[Task to carry out]:
Using the records below, transcribe word for word the stretch from the line that contains "Locate every instance of the tree" through the line that contains "Locate every instance of the concrete", both end lines included, and nothing else.

(Image-grounded pointing data)
++++
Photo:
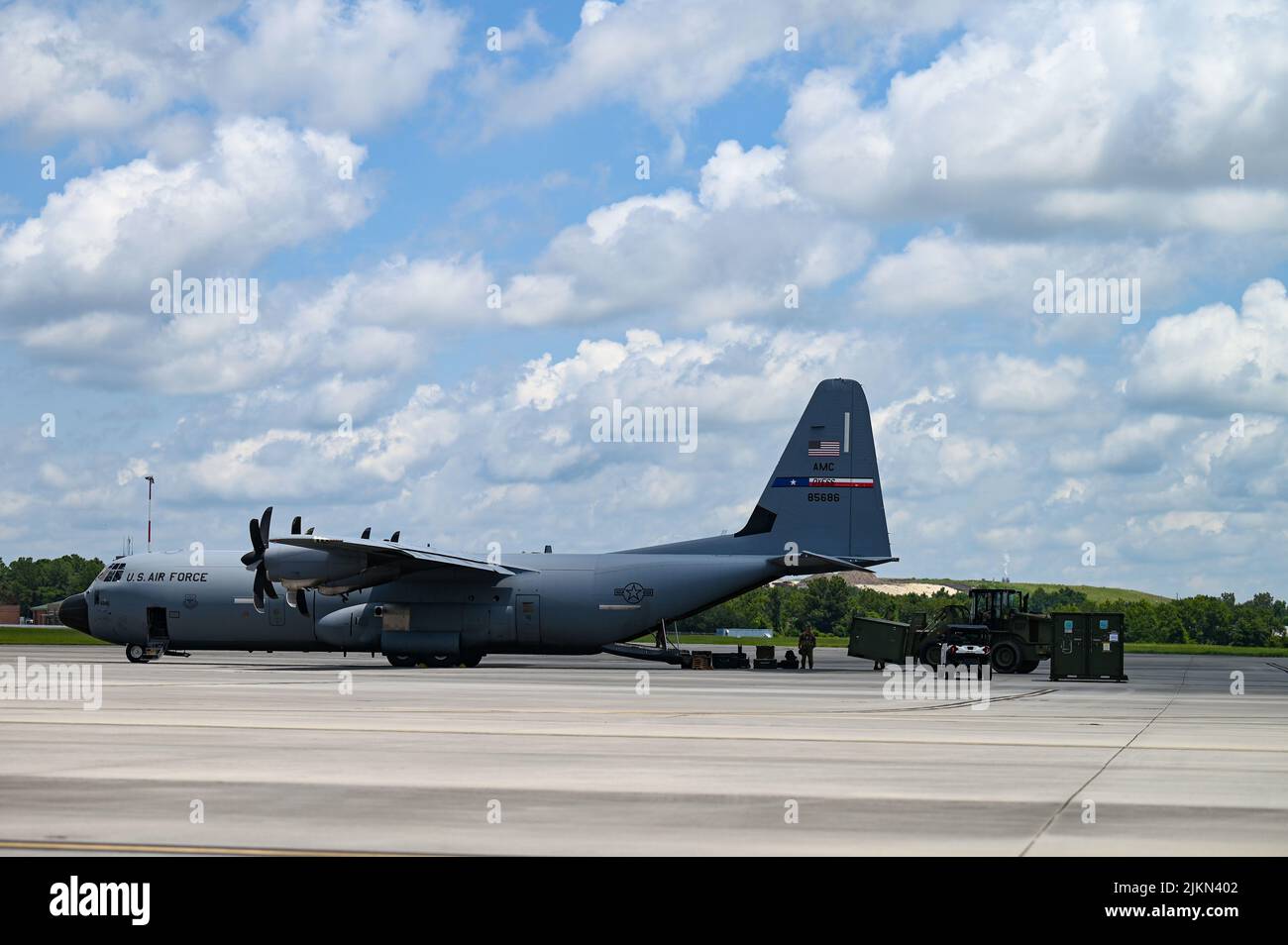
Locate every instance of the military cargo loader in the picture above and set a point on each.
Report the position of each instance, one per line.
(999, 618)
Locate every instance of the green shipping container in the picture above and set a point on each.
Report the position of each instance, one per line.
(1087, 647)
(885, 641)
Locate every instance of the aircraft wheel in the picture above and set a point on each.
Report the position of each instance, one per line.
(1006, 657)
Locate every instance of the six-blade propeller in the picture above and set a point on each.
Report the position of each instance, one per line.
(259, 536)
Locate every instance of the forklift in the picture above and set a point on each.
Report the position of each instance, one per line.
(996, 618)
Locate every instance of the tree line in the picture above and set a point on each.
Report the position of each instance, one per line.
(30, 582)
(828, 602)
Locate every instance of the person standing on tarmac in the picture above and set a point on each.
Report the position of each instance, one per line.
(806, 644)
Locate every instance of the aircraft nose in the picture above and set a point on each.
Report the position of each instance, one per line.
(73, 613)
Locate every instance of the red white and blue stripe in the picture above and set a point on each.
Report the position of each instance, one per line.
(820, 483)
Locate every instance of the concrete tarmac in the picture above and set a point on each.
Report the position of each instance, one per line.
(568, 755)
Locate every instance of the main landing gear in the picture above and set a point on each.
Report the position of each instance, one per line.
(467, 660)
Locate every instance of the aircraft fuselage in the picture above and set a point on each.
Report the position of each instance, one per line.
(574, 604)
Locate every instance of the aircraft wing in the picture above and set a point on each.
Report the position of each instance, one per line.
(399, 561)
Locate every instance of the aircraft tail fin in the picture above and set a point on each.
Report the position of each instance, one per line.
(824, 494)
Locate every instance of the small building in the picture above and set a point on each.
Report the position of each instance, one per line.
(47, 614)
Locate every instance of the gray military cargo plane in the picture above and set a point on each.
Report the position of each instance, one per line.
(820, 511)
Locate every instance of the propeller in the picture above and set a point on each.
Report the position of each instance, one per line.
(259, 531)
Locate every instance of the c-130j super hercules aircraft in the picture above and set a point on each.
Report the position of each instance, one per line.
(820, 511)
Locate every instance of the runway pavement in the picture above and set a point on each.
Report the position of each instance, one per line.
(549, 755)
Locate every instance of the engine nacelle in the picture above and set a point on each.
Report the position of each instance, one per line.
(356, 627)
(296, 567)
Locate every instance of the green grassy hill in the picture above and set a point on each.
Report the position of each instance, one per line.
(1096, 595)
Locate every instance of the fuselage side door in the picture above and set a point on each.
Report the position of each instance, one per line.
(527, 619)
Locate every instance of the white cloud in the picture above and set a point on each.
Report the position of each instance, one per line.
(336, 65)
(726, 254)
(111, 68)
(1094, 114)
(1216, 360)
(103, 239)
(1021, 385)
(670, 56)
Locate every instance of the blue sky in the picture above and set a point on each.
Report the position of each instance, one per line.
++++
[Solved problem]:
Locate every instance of the tree line in the picture above and set a point on each.
Report the position of each instance, one per line.
(30, 582)
(828, 602)
Locate every instance of the person standing on tarmac in the picture above and set a point on each.
Report the position of each instance, one per line.
(806, 644)
Locate every instance of the aircraft nose in the picture above and set a point on each.
Report the position of each instance, one per line.
(73, 613)
Locate every instance of the red white and blue stripe in the picture above and set a point on each.
Report the position of each instance, one per line.
(820, 483)
Locate every instance of the concrete tarmac in the picture above and set a point on each.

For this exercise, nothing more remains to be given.